About Melissa Guard
I am trained and licensed as a mental health counselor and my graduate work was completed at Walden University in 2013.
I have also been trained as a court appointed special advocate (CASA) for abused and neglected children and have been volunteering in this position since 1999. I am certified as a Daring Way Facilitator (CDWF), which is based on the research and work of Brene Brown.
Authenticity is my core value and something that I seek to provide to the counseling relationship, in that I believe it makes a positive difference for my clients. Unfortunately our culture has given us the inaccurate impression that being vulnerable is to be weak. In actuality, vulnerability is sharing with the intention to connect; it is about trust, intimacy, and connection.
I have an engaging, down to earth, straight forward style that will put you at ease with humor and empathy in order for us to commence a solid therapeutic relationship.
Trained & Licensed
My approach to the therapeutic relationship is person centered and solution focused, with emphasis on cognitive behavioral approaches.

**USING THE INFORMATION**
a - According to the profile of Melissa Guard, at which university was the graduate work completed, and in what year?
b - List the things that the profile of Melissa Guard says vulnerability is about.
c - Write the next part of the profile of Melissa Guard, starting after its final sentence.

**THE DATA**
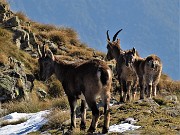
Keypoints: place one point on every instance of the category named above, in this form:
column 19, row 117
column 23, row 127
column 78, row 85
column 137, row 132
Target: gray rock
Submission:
column 13, row 22
column 171, row 98
column 13, row 81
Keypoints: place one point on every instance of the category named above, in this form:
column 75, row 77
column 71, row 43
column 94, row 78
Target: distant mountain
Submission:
column 151, row 26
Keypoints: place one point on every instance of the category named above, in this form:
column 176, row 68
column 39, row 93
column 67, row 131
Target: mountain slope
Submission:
column 150, row 26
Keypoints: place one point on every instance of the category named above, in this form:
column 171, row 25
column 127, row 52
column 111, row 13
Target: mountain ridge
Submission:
column 149, row 26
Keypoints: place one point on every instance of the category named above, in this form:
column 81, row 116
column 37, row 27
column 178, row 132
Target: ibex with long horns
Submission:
column 126, row 75
column 149, row 71
column 86, row 81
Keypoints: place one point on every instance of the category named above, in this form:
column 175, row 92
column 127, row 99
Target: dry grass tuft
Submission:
column 22, row 16
column 5, row 123
column 56, row 89
column 56, row 118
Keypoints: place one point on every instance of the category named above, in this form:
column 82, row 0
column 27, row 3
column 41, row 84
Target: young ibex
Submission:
column 86, row 80
column 152, row 68
column 126, row 75
column 149, row 72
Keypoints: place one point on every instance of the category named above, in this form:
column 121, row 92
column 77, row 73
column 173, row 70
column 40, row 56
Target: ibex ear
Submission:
column 134, row 50
column 118, row 41
column 108, row 41
column 49, row 54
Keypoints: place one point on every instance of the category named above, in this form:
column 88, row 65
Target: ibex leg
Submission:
column 72, row 103
column 83, row 115
column 95, row 115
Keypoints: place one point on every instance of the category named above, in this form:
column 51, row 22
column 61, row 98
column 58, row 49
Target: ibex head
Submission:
column 113, row 46
column 153, row 62
column 129, row 57
column 46, row 63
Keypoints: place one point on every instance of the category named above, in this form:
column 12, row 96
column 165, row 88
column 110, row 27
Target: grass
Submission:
column 154, row 120
column 5, row 123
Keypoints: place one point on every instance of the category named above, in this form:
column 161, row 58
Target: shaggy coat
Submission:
column 84, row 80
column 126, row 75
column 149, row 72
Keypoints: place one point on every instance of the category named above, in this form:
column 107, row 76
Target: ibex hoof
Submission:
column 104, row 130
column 82, row 126
column 91, row 130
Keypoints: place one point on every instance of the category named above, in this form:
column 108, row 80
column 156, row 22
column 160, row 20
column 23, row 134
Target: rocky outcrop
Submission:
column 14, row 82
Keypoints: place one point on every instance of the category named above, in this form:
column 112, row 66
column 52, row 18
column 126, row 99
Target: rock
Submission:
column 21, row 37
column 41, row 93
column 171, row 98
column 13, row 22
column 130, row 121
column 52, row 46
column 4, row 7
column 14, row 83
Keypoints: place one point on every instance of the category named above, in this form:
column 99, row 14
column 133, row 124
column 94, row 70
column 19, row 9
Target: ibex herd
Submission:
column 91, row 79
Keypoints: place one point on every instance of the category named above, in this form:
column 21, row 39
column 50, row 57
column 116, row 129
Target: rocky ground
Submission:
column 21, row 91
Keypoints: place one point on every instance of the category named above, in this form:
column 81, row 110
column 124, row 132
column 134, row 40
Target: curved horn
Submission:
column 114, row 38
column 108, row 35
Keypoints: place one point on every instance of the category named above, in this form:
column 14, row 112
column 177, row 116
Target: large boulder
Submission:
column 14, row 82
column 13, row 22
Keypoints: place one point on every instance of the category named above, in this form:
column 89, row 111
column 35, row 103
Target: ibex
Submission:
column 152, row 68
column 86, row 81
column 149, row 72
column 126, row 75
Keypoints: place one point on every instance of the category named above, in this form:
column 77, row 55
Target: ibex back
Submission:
column 126, row 75
column 87, row 80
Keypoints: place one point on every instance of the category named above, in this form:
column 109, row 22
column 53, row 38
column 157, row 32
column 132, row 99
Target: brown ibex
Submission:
column 86, row 81
column 126, row 75
column 152, row 67
column 149, row 72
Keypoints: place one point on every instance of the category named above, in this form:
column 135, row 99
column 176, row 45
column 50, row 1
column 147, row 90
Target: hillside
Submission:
column 21, row 91
column 152, row 27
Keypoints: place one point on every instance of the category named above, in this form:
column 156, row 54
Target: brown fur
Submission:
column 148, row 76
column 152, row 72
column 86, row 80
column 126, row 75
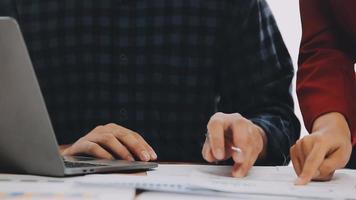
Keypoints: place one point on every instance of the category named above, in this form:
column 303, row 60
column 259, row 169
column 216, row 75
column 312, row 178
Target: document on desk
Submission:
column 267, row 182
column 15, row 187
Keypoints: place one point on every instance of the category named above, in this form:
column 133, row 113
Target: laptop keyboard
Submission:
column 78, row 164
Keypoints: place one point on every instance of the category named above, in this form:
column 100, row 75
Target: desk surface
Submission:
column 35, row 187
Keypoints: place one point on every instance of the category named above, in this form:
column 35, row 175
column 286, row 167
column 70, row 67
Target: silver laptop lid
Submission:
column 27, row 139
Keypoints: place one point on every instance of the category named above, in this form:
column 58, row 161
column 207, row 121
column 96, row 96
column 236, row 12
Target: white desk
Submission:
column 35, row 187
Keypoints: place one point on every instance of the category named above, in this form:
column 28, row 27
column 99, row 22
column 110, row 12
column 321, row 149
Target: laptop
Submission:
column 27, row 140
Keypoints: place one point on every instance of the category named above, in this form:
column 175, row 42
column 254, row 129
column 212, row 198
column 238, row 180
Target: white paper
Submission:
column 266, row 182
column 279, row 181
column 35, row 187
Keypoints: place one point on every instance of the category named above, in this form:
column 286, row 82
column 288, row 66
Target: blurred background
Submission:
column 288, row 19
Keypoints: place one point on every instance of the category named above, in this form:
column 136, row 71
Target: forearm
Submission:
column 281, row 134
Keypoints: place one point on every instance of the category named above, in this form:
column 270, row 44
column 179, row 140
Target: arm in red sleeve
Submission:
column 325, row 81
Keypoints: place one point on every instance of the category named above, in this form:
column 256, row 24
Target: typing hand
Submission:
column 232, row 130
column 112, row 141
column 317, row 156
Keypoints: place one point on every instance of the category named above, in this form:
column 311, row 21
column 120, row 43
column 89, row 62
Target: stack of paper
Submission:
column 262, row 181
column 16, row 187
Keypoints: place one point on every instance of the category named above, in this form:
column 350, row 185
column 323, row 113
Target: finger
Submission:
column 241, row 145
column 243, row 168
column 110, row 142
column 300, row 153
column 216, row 137
column 135, row 146
column 311, row 165
column 207, row 153
column 295, row 160
column 336, row 160
column 150, row 150
column 130, row 140
column 89, row 148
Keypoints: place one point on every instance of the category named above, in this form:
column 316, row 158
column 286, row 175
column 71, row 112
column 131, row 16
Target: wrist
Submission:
column 332, row 121
column 263, row 135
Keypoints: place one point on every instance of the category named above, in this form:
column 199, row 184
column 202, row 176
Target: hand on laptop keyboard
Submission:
column 112, row 141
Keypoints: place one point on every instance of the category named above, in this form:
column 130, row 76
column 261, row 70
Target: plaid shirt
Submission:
column 161, row 68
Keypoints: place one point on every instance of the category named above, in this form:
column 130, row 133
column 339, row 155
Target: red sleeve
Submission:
column 326, row 77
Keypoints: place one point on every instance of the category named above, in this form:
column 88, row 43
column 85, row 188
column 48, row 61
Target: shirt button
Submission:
column 123, row 114
column 123, row 59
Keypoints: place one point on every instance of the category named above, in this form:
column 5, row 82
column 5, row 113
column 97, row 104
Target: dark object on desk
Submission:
column 27, row 140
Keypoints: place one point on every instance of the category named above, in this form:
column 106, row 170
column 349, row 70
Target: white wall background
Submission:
column 287, row 16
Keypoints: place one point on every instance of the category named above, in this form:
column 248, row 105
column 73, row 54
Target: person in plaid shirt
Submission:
column 113, row 72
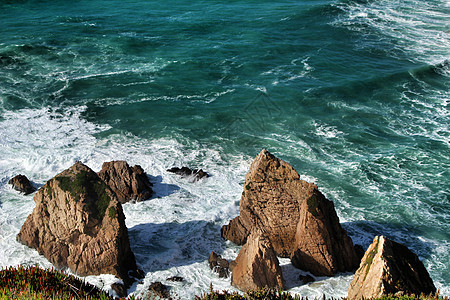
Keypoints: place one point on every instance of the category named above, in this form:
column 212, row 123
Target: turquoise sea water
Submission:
column 354, row 94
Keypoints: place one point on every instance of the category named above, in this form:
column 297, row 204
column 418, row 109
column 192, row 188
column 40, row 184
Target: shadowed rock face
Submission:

**EXERCISE ANSWERS**
a - Walden University, in 2013.

b - Trust, intimacy, and connection.

c -
We will also explore and pay attention to family of origin issues. My style is collaborative, therefore interactive. I have found it helpful to be fairly straightforward. I ask a variety of questions, listen intently, provide feedback, and occasionally give homework.
Treatment is tailored to each person and together we discover what is helpful for you. My passion is working with both adolescents and adults to build a healthier and more enjoyable life. I have a very integrative style of counseling and enjoy finding what works best with each individual. My approach includes paying attention to biological, psychological, social, and spiritual aspects of each client.
My goal is to help individuals, couples, and families create positive changes in their lives. I will work collaboratively with you to: identify negative patterns that bring distress to you, process and resolve past and present wounds, develop the skills or strategies necessary to create change, and apply these skills or strategies to improve emotional health, and build more satisfying relationships.